THE EXERCISE = Turn each nonblank line of the items below into a row of a Markdown table, with columns headed No. and Line.

** START OF AVAILABLE RECORDS **

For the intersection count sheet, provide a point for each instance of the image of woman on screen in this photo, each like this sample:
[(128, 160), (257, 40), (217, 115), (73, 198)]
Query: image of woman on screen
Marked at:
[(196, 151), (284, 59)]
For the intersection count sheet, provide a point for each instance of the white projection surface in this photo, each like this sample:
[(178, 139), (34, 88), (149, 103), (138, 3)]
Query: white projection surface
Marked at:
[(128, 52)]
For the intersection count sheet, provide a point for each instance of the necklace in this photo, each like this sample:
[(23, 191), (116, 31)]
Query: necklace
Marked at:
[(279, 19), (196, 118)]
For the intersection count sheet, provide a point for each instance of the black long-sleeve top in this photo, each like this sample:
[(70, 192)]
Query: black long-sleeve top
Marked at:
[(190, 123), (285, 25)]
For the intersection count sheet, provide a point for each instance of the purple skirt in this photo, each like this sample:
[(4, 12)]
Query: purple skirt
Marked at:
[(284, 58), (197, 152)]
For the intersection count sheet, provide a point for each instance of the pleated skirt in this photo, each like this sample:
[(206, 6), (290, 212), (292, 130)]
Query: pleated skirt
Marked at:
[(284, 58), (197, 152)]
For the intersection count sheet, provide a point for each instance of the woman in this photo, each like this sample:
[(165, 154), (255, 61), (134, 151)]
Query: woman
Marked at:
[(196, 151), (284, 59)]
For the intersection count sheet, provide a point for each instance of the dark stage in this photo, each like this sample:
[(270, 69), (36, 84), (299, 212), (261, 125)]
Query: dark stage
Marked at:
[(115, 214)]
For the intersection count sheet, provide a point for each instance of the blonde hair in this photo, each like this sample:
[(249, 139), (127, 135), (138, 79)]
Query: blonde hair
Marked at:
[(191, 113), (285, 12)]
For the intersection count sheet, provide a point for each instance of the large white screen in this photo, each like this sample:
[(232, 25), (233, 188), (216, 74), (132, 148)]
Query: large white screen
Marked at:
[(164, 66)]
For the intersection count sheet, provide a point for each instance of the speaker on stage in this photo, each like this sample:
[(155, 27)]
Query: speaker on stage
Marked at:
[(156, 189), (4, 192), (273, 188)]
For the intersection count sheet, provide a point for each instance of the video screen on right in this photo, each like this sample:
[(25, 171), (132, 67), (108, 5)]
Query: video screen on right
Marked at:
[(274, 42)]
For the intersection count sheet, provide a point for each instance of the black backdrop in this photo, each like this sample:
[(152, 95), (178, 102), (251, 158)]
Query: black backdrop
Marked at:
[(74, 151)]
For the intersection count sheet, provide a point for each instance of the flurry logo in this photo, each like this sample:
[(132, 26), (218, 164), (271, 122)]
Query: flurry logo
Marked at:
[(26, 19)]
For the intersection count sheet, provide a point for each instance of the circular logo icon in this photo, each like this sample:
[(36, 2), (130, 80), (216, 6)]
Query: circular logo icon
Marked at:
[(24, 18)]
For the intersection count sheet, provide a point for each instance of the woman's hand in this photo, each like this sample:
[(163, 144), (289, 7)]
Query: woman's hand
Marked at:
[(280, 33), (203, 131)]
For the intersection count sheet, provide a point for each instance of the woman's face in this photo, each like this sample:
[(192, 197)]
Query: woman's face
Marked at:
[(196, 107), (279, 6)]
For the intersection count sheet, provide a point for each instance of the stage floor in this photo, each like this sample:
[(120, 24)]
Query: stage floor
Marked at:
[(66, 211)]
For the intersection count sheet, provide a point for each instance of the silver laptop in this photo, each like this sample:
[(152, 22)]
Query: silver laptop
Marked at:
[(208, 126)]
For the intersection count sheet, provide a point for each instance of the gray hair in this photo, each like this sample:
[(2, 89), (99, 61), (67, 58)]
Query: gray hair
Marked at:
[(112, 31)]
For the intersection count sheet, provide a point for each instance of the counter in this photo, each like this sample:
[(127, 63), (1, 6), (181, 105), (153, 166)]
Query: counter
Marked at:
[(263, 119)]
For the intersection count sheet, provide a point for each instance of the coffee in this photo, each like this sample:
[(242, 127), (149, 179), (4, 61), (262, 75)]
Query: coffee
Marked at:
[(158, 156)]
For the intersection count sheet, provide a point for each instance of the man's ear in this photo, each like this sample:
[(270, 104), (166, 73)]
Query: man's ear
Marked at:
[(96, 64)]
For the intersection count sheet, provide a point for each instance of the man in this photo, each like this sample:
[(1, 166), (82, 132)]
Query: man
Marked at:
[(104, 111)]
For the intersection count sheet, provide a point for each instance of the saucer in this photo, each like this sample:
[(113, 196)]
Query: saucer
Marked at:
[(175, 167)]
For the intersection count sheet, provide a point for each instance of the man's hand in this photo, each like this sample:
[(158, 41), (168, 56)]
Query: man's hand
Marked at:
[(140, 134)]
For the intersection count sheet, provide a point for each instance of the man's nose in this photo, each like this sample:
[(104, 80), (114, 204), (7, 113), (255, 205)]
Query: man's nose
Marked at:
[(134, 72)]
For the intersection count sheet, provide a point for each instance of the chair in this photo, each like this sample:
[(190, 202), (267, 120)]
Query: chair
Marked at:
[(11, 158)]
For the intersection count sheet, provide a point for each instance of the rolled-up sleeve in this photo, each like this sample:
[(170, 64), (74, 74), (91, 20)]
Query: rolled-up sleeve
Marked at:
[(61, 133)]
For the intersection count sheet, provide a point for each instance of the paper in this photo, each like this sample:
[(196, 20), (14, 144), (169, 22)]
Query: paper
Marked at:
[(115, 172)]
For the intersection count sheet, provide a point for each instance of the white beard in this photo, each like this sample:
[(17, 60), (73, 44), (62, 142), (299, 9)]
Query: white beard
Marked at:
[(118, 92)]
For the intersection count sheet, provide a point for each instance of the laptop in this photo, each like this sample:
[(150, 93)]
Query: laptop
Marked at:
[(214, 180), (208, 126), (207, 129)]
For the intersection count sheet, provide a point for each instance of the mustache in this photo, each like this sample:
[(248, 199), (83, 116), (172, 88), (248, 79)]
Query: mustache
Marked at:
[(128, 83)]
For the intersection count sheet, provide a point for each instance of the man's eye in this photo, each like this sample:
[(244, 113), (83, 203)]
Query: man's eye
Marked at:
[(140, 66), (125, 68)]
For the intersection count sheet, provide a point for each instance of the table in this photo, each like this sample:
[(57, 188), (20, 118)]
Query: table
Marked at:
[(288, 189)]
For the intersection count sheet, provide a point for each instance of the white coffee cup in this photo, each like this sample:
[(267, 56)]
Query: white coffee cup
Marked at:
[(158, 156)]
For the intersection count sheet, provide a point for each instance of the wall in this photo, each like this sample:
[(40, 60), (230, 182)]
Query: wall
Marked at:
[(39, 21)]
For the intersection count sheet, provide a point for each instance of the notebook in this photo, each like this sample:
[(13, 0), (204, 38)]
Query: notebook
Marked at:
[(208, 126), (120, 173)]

** END OF AVAILABLE RECORDS **

ANSWER =
| No. | Line |
|---|---|
| 1 | For the intersection count sheet, provide a point for each instance of the image of woman on screen in this photo, each like this sample: |
| 2 | [(128, 160), (257, 40), (217, 115), (73, 198)] |
| 3 | Query: image of woman on screen |
| 4 | Marked at: |
| 5 | [(196, 151), (284, 59)] |
| 6 | For the intersection count sheet, provide a point for each instance of the white projection surface in this photo, each like this sample: |
| 7 | [(178, 139), (34, 88), (149, 103), (138, 3)] |
| 8 | Query: white projection surface |
| 9 | Marked at: |
| 10 | [(128, 52)] |
| 11 | For the intersection count sheet, provide a point for each instance of the necklace in this photo, each like this sample: |
| 12 | [(23, 191), (116, 31)] |
| 13 | Query: necklace |
| 14 | Marked at: |
| 15 | [(279, 19), (196, 118)] |
| 16 | For the intersection count sheet, provide a point for each instance of the black long-sleeve top in this photo, each like this sample: |
| 17 | [(70, 192)] |
| 18 | Query: black long-sleeve top |
| 19 | Marked at: |
| 20 | [(190, 123), (285, 25)] |
| 21 | For the intersection count sheet, provide a point for each instance of the purple skirt in this photo, each like this sample: |
| 22 | [(4, 12)] |
| 23 | Query: purple skirt |
| 24 | Marked at: |
| 25 | [(284, 58), (197, 152)] |
| 26 | For the intersection count sheet, provide a point for each instance of the pleated skirt in this photo, each like this sample: |
| 27 | [(206, 6), (290, 212), (292, 130)] |
| 28 | Query: pleated skirt |
| 29 | Marked at: |
| 30 | [(284, 58), (197, 152)] |
| 31 | For the intersection count sheet, provide a point for each instance of the woman in this photo, each like this sample: |
| 32 | [(165, 154), (255, 61), (134, 151)] |
| 33 | Query: woman |
| 34 | Marked at: |
| 35 | [(196, 151), (284, 59)] |
| 36 | For the intersection count sheet, provide a point for each instance of the dark stage in this photo, each like this sample: |
| 37 | [(270, 69), (36, 84), (299, 212), (261, 125)] |
| 38 | Query: dark stage |
| 39 | Marked at: |
| 40 | [(115, 214)] |
| 41 | For the intersection count sheet, provide a point for each instance of the blonde hair in this photo, each like this sample: |
| 42 | [(249, 139), (127, 135), (138, 79)] |
| 43 | Query: blonde hair |
| 44 | Marked at: |
| 45 | [(191, 113), (285, 12)] |
| 46 | For the intersection count sheet, provide a point for each instance of the large white screen in this photo, each like this sample: |
| 47 | [(232, 25), (233, 188), (216, 74), (132, 148)] |
| 48 | Query: large white screen |
| 49 | Marked at: |
| 50 | [(164, 66)] |
| 51 | For the intersection count sheet, provide a point for each instance of the speaker on stage in this photo, each like this sample: |
| 52 | [(155, 27)] |
| 53 | Query: speaker on stage |
| 54 | Marked at: |
| 55 | [(156, 189), (4, 192), (273, 188)] |
| 56 | For the intersection count sheet, provide a point for each instance of the video screen on right in this photo, each like this sample: |
| 57 | [(25, 171), (132, 67), (108, 5)] |
| 58 | Query: video screen on right |
| 59 | Marked at: |
| 60 | [(274, 42)] |
| 61 | For the intersection count sheet, provide a point for each instance of the black backdrop in this photo, each like this sample: |
| 62 | [(152, 95), (178, 102), (251, 158)] |
| 63 | Query: black backdrop |
| 64 | Marked at: |
| 65 | [(74, 151)] |
| 66 | For the intersection count sheet, provide a point for each instance of the flurry logo in this photo, each like this sample: |
| 67 | [(132, 26), (218, 164), (271, 122)] |
| 68 | Query: flurry logo |
| 69 | Marked at: |
| 70 | [(26, 19)] |
| 71 | For the intersection count sheet, provide a point for each instance of the circular logo icon in this photo, each like this sample: |
| 72 | [(36, 2), (130, 80), (216, 6)] |
| 73 | Query: circular logo icon |
| 74 | Marked at: |
| 75 | [(24, 18)] |
| 76 | For the intersection count sheet, provide a point for each instance of the woman's hand in this photo, each like this sample: |
| 77 | [(163, 144), (289, 7)] |
| 78 | Query: woman's hand |
| 79 | Marked at: |
| 80 | [(280, 33), (203, 131)] |
| 81 | For the intersection count sheet, provide a point for each instance of the woman's face in this photo, each like this sample: |
| 82 | [(192, 197)] |
| 83 | Query: woman's face |
| 84 | Marked at: |
| 85 | [(196, 107), (279, 6)] |
| 86 | For the intersection count sheet, provide a point for each instance of the stage floor in this photo, each like this sample: |
| 87 | [(120, 24)] |
| 88 | Query: stage floor |
| 89 | Marked at: |
| 90 | [(66, 211)] |
| 91 | For the intersection count sheet, provide a point for each instance of the silver laptop in this photo, each like this sample: |
| 92 | [(152, 22)] |
| 93 | Query: silver laptop |
| 94 | Marked at: |
| 95 | [(208, 126)] |
| 96 | For the intersection count sheet, provide a point for each instance of the gray hair in this photo, each like this sample: |
| 97 | [(2, 89), (99, 61), (67, 58)] |
| 98 | Query: gray hair |
| 99 | Marked at: |
| 100 | [(112, 31)] |
| 101 | For the intersection count sheet, provide a point for each instance of the counter in this photo, each like this sample: |
| 102 | [(127, 63), (1, 6), (181, 105), (153, 166)] |
| 103 | Query: counter |
| 104 | Marked at: |
| 105 | [(263, 119)] |
| 106 | For the intersection count sheet, provide a point for each instance of the coffee in this photo, each like this sample: |
| 107 | [(242, 127), (149, 179), (4, 61), (262, 75)] |
| 108 | Query: coffee |
| 109 | Marked at: |
| 110 | [(158, 156)] |
| 111 | For the intersection count sheet, provide a point for each instance of the man's ear in this photo, each like this sample: |
| 112 | [(270, 104), (166, 73)] |
| 113 | Query: man's ear |
| 114 | Marked at: |
| 115 | [(96, 64)] |
| 116 | For the intersection count sheet, provide a point for each instance of the man in this photo, each like this sample: |
| 117 | [(1, 166), (82, 132)] |
| 118 | Query: man |
| 119 | Marked at: |
| 120 | [(104, 111)] |
| 121 | For the intersection count sheet, provide a point for each instance of the saucer in this photo, each like this sample: |
| 122 | [(113, 196)] |
| 123 | Query: saucer |
| 124 | Marked at: |
| 125 | [(175, 167)] |
| 126 | For the intersection count sheet, provide a point for each instance of the man's hand in this photo, each like this sample: |
| 127 | [(158, 41), (168, 56)] |
| 128 | Query: man's hand |
| 129 | Marked at: |
| 130 | [(140, 134)] |
| 131 | For the intersection count sheet, provide a point for each instance of the man's nose in this photo, each like this sample: |
| 132 | [(104, 80), (114, 204), (7, 113), (255, 205)] |
| 133 | Query: man's nose |
| 134 | Marked at: |
| 135 | [(134, 72)] |
| 136 | For the intersection count sheet, provide a point for each instance of the chair in this photo, each like this sample: |
| 137 | [(190, 202), (267, 120)] |
| 138 | Query: chair |
| 139 | Marked at: |
| 140 | [(11, 158)] |
| 141 | For the intersection count sheet, provide a point for each instance of the rolled-up sleeve in this photo, each like this sample: |
| 142 | [(170, 64), (74, 74), (91, 20)] |
| 143 | Query: rolled-up sleeve |
| 144 | Marked at: |
| 145 | [(61, 133)] |
| 146 | For the intersection count sheet, provide a point for each instance of the paper in this photo, each like this sample: |
| 147 | [(196, 20), (14, 144), (169, 22)] |
| 148 | Query: paper |
| 149 | Marked at: |
| 150 | [(115, 172)] |
| 151 | For the intersection count sheet, provide a point for each instance of the white beard in this photo, each like this sample: |
| 152 | [(17, 60), (73, 44), (62, 142), (299, 9)] |
| 153 | Query: white beard |
| 154 | Marked at: |
| 155 | [(118, 92)] |
| 156 | For the intersection count sheet, provide a point for each instance of the laptop in this photo, each like this sample: |
| 157 | [(150, 93)] |
| 158 | Query: laptop |
| 159 | Marked at: |
| 160 | [(214, 180), (208, 126), (207, 129)] |
| 161 | For the intersection count sheet, provide a point for each instance of the mustache in this photo, each like this sample: |
| 162 | [(248, 199), (83, 116), (172, 88), (248, 79)] |
| 163 | Query: mustache |
| 164 | Marked at: |
| 165 | [(128, 83)] |
| 166 | For the intersection count sheet, provide a point for each instance of the man's eye in this photo, each like this sample: |
| 167 | [(244, 113), (83, 203)] |
| 168 | Query: man's eye |
| 169 | Marked at: |
| 170 | [(140, 66), (125, 68)] |
| 171 | For the intersection count sheet, provide a point for each instance of the table in this photo, each like this sample: |
| 172 | [(57, 188), (20, 118)] |
| 173 | Query: table |
| 174 | Marked at: |
| 175 | [(288, 189)] |
| 176 | For the intersection count sheet, provide a point for each instance of the white coffee cup in this photo, each like this sample: |
| 177 | [(267, 56)] |
| 178 | Query: white coffee cup |
| 179 | Marked at: |
| 180 | [(158, 156)] |
| 181 | For the intersection count sheet, provide a point for each instance of the wall in this photo, each like this sample: |
| 182 | [(40, 60), (230, 182)] |
| 183 | Query: wall |
| 184 | Marked at: |
| 185 | [(39, 21)] |
| 186 | For the intersection count sheet, provide a point for each instance of the notebook in this photo, each like this sample: |
| 187 | [(13, 0), (204, 38)] |
| 188 | Query: notebook |
| 189 | Marked at: |
| 190 | [(208, 126), (120, 173)] |